— Estratto scelto —
((

IL NUNZIO APOSTOLICO UOMO DEL CORAGGIO NELLA FEDELTA’
AL MANDATO
Francesco: «Un
Nunzio che non vive la virtù dell’obbedienza – anche quando risulta difficile e
contrario alla propria visione personale – è come un viaggiatore che perde la
bussola, rischiando così di fallire l’obiettivo»
Papa Francesco saluta il Cardinale Pietro Parolin, Segretario di Stato, durante l'icontro con i Nunzi Apostolici, il 13 giugno 2019 (foto da vatican.va) |
di Antonino Legname
«È necessario avere
e sviluppare la capacità e l’agilità nel promuovere o adottare una condotta
adeguata alle esigenze del momento senza mai cadere né nella rigidità mentale,
spirituale e umana, né nella flessibilità ipocrita e camaleontica», ha detto Papa Francesco ai Nunzi Apostolici, il 13 giugno 2019. Il Pontefice
spiega che «non si tratta di essere opportunisti, ma di saper passare
dall’ideazione all’attuazione avendo in mente il bene comune e la fedeltà al
mandato». Il Nunzio Apostolico deve essere un «uomo di iniziativa». In che
senso? Papa Francesco spiega: «è una persona positivamente curiosa, piena
di dinamismo e di intraprendenza; una persona creativa e dotata di coraggio,
che non si lascia vincere dal panico in situazioni non prevedibili, ma sa, con
serenità, intuito e fantasia tentare di capovolgerle e gestirle positivamente».

))

— Operazioni richieste —
- A) In che data Papa Francesco ha parlato ai Nunzi Apostolici, secondo l'estratto?
- B) Riscrivi per intero tutte le voci memorizzate, moltiplicando per 1,7 le coordinate dei punti nelle risposte e arrotondando all'intero (le metà per eccesso). Lascia invariati tutti gli altri numeri, compresi quelli dei formati di esempio, e ometti le immagini.

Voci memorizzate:
((

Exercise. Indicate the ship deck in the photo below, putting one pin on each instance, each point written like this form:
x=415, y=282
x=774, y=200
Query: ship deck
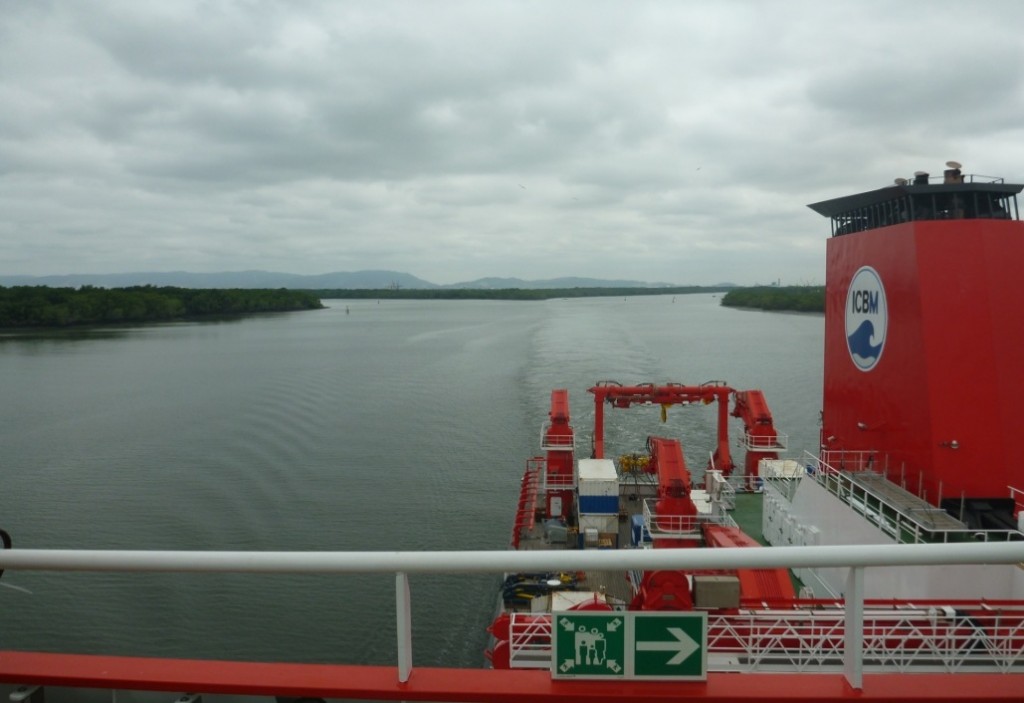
x=613, y=584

))

— Risposte ai compiti —
- A) Il 13 giugno 2019.

- B)
Exercise. Indicate the ship deck in the photo below, putting one pin on each instance, each point written like this form:
x=415, y=282
x=774, y=200
Query: ship deck
x=1042, y=993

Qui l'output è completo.